Input material Block Start
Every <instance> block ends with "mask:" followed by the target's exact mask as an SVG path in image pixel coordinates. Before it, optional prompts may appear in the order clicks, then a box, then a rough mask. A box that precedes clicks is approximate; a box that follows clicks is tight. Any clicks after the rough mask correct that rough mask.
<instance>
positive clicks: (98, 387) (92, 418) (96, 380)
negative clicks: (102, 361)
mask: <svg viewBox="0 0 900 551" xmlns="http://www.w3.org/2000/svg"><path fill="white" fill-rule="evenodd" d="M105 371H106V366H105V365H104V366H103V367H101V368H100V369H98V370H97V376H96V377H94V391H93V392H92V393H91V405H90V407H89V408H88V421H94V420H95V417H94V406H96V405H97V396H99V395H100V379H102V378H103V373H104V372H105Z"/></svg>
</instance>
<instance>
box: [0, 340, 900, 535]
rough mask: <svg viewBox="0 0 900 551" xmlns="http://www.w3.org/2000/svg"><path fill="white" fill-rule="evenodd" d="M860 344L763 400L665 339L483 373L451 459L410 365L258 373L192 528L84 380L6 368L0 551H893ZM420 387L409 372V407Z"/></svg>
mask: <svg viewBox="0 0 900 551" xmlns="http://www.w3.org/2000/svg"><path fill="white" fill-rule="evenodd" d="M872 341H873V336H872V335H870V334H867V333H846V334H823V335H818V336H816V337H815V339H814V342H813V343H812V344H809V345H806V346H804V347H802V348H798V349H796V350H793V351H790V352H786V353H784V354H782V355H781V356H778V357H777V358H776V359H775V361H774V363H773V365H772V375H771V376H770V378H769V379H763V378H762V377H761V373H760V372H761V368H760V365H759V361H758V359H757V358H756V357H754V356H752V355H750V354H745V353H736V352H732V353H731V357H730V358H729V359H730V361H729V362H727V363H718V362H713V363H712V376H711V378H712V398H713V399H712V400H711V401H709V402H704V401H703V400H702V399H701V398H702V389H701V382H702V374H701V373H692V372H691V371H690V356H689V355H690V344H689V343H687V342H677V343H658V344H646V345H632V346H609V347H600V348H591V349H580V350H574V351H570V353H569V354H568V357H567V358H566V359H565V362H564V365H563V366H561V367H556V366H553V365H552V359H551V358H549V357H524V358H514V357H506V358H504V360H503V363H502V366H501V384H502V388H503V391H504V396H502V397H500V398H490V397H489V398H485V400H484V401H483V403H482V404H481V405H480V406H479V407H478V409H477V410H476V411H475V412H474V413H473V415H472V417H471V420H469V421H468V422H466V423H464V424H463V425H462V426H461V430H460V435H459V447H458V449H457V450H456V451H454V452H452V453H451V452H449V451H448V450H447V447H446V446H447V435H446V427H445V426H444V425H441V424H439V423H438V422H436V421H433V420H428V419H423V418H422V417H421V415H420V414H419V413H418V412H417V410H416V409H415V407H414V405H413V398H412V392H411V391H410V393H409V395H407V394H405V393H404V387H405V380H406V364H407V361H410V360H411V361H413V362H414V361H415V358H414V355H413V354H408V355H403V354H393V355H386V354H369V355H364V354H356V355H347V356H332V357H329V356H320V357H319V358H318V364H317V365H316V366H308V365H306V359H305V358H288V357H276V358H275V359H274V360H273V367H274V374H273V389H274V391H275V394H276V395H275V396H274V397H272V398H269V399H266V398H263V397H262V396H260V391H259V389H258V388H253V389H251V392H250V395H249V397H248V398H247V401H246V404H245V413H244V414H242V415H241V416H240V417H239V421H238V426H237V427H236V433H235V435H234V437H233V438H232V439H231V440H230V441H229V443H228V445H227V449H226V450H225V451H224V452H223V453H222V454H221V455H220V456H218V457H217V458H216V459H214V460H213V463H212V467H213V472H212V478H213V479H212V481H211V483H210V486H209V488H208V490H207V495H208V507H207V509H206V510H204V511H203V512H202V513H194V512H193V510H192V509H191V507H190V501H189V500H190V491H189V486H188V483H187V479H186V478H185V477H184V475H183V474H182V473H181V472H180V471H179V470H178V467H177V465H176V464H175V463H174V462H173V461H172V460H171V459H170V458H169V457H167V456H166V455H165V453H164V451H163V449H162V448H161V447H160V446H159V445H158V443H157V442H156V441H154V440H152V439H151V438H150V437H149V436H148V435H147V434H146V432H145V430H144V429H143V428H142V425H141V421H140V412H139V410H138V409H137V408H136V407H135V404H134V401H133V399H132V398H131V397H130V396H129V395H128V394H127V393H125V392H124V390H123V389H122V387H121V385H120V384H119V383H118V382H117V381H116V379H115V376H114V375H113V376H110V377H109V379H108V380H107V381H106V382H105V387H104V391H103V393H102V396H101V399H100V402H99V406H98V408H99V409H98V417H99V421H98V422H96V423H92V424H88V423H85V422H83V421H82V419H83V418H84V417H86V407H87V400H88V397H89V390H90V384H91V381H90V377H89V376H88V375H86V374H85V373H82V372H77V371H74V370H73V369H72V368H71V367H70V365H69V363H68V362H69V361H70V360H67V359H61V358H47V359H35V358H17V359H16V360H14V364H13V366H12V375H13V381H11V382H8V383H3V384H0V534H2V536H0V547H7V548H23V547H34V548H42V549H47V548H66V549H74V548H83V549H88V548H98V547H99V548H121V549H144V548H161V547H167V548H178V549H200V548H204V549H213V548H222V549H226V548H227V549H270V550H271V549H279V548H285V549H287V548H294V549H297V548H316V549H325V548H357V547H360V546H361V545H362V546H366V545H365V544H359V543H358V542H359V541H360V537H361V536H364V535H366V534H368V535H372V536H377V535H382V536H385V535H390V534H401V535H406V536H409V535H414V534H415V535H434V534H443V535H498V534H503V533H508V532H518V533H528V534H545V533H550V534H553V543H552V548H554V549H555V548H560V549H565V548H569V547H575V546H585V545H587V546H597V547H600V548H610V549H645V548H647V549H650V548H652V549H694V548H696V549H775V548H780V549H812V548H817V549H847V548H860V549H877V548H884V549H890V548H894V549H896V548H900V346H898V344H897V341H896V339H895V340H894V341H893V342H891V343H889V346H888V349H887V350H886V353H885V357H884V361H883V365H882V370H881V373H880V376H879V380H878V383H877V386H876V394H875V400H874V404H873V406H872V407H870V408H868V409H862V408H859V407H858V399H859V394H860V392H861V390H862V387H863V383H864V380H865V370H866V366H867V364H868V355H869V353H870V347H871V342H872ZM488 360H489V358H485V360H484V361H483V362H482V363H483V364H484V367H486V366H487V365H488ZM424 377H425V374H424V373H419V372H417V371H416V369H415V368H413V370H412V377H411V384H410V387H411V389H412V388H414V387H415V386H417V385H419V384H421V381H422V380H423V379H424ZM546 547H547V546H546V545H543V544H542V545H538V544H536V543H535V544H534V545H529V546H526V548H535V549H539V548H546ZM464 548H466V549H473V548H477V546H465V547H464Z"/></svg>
Input material Block End
Your assignment: The data above should be reproduced in full, word for word.

Solution for this exercise:
Every <instance> block ends with "mask:" followed by the target's exact mask as an SVG path in image pixel coordinates. Before it, optional prompts may appear in the order clicks, then a box, then a rough mask. A box that precedes clicks is approximate; a box that follows clicks is tight. Any clicks after the rough mask correct that rough mask.
<instance>
positive clicks: (98, 387) (92, 418) (96, 380)
negative clicks: (102, 361)
mask: <svg viewBox="0 0 900 551" xmlns="http://www.w3.org/2000/svg"><path fill="white" fill-rule="evenodd" d="M105 371H106V366H105V365H104V366H103V367H101V368H100V369H98V370H97V376H96V377H94V391H93V392H92V393H91V405H90V407H89V408H88V421H94V420H95V417H94V406H96V405H97V396H99V395H100V379H102V378H103V373H104V372H105Z"/></svg>
</instance>
<instance>
box: [0, 340, 900, 535]
rough mask: <svg viewBox="0 0 900 551" xmlns="http://www.w3.org/2000/svg"><path fill="white" fill-rule="evenodd" d="M860 344L763 400L665 339L483 373L451 459L410 365L258 373L192 528L84 380L6 368L0 551H893ZM420 387L409 372V407Z"/></svg>
mask: <svg viewBox="0 0 900 551" xmlns="http://www.w3.org/2000/svg"><path fill="white" fill-rule="evenodd" d="M872 341H873V336H872V335H870V334H867V333H846V334H823V335H818V336H816V337H815V339H814V342H813V343H812V344H809V345H806V346H804V347H802V348H798V349H796V350H793V351H790V352H786V353H784V354H782V355H781V356H778V357H777V358H776V359H775V361H774V363H773V365H772V375H771V376H770V378H769V379H763V378H762V377H761V373H760V372H761V368H760V365H759V361H758V359H757V358H756V357H754V356H752V355H750V354H745V353H736V352H732V353H731V357H730V358H729V359H730V361H729V362H727V363H718V362H713V363H712V376H711V378H712V398H713V399H712V400H711V401H709V402H704V401H703V400H702V399H701V398H702V389H701V382H702V374H701V373H692V372H691V371H690V356H689V355H690V344H689V343H687V342H677V343H658V344H646V345H632V346H609V347H600V348H591V349H580V350H574V351H570V353H569V354H568V357H567V358H566V359H565V362H564V365H563V366H561V367H556V366H553V365H552V359H551V358H549V357H524V358H514V357H506V358H504V360H503V363H502V366H501V384H502V388H503V391H504V396H502V397H500V398H490V397H489V398H485V400H484V401H483V403H482V404H481V405H480V406H479V407H478V409H477V410H476V411H475V412H474V413H473V415H472V417H471V420H469V421H468V422H466V423H464V424H463V425H462V426H461V430H460V435H459V447H458V449H457V450H456V451H454V452H452V453H451V452H449V451H448V450H447V447H446V446H447V435H446V427H445V426H444V425H441V424H439V423H438V422H436V421H433V420H428V419H423V418H422V417H421V415H420V414H419V413H418V412H417V410H416V409H415V407H414V405H413V398H412V392H411V391H410V393H409V395H407V394H405V393H404V387H405V380H406V364H407V361H410V360H411V361H413V362H414V361H415V358H414V355H413V354H408V355H403V354H393V355H386V354H369V355H364V354H356V355H347V356H332V357H329V356H320V357H319V358H318V364H317V365H316V366H308V365H306V359H305V358H288V357H276V358H275V359H274V360H273V367H274V374H273V389H274V391H275V394H276V395H275V396H274V397H272V398H269V399H266V398H263V397H262V396H260V391H259V389H258V388H253V389H251V392H250V395H249V397H248V398H247V401H246V404H245V413H244V414H242V415H241V416H240V417H239V421H238V426H237V427H236V433H235V435H234V437H233V438H232V439H231V440H230V441H229V443H228V445H227V449H226V450H225V451H224V452H223V453H222V454H221V455H220V456H218V457H217V458H216V459H214V460H213V463H212V467H213V472H212V478H213V479H212V481H211V483H210V486H209V488H208V490H207V495H208V507H207V509H206V510H204V511H203V512H202V513H194V512H193V510H192V509H191V507H190V501H189V500H190V491H189V486H188V483H187V479H186V478H185V477H184V475H183V474H182V473H181V472H180V471H179V470H178V467H177V465H176V464H175V463H174V462H173V461H172V460H171V459H170V458H169V457H167V456H166V455H165V453H164V451H163V449H162V448H161V447H160V446H159V445H158V443H157V442H156V441H154V440H152V439H151V438H150V437H149V436H148V435H147V434H146V432H145V430H144V429H143V428H142V425H141V421H140V412H139V410H138V409H137V408H136V407H135V404H134V401H133V399H132V398H131V397H130V396H129V395H128V394H127V393H125V392H124V390H123V389H122V387H121V385H120V384H119V383H118V382H117V381H116V379H115V376H114V375H113V376H110V377H109V379H108V380H107V381H106V382H105V387H104V391H103V393H102V396H101V399H100V402H99V406H98V408H99V409H98V417H99V421H98V422H96V423H92V424H88V423H85V422H83V421H82V419H83V418H84V417H86V407H87V400H88V397H89V390H90V384H91V381H90V377H89V376H88V375H86V374H85V373H82V372H77V371H74V370H73V369H72V368H71V367H70V365H69V363H68V362H69V361H70V360H67V359H61V358H47V359H35V358H17V359H16V360H14V364H13V366H12V375H13V381H11V382H8V383H3V384H0V534H2V536H0V547H7V548H23V547H34V548H42V549H47V548H66V549H74V548H83V549H88V548H98V547H99V548H121V549H144V548H161V547H167V548H178V549H200V548H204V549H213V548H222V549H226V548H227V549H270V550H271V549H279V548H285V549H287V548H294V549H297V548H316V549H325V548H357V547H360V546H361V545H362V546H366V545H365V544H359V543H358V542H359V541H360V537H361V536H364V535H366V534H368V535H372V536H377V535H382V536H385V535H390V534H401V535H406V536H409V535H414V534H415V535H434V534H443V535H498V534H503V533H508V532H518V533H528V534H545V533H550V534H553V543H552V548H554V549H555V548H560V549H565V548H569V547H575V546H585V545H587V546H597V547H600V548H610V549H645V548H647V549H650V548H652V549H694V548H696V549H775V548H780V549H812V548H817V549H847V548H860V549H877V548H884V549H890V548H894V549H896V548H900V346H898V344H897V341H896V339H895V340H894V341H893V342H891V343H889V346H888V349H887V350H886V353H885V357H884V361H883V365H882V370H881V373H880V376H879V380H878V383H877V386H876V394H875V400H874V404H873V406H872V407H870V408H868V409H862V408H859V407H858V399H859V394H860V392H861V390H862V387H863V383H864V380H865V370H866V366H867V364H868V355H869V353H870V347H871V342H872ZM488 360H489V358H485V360H484V361H483V362H482V363H483V364H484V367H486V366H487V365H488ZM424 377H425V374H424V373H419V372H417V371H416V369H415V368H413V370H412V377H411V384H410V387H411V389H412V388H414V387H415V386H417V385H419V384H421V381H422V380H423V379H424ZM546 547H547V546H546V545H543V544H542V545H538V544H536V543H535V544H534V545H529V546H526V548H535V549H539V548H546ZM464 548H466V549H473V548H477V546H465V547H464Z"/></svg>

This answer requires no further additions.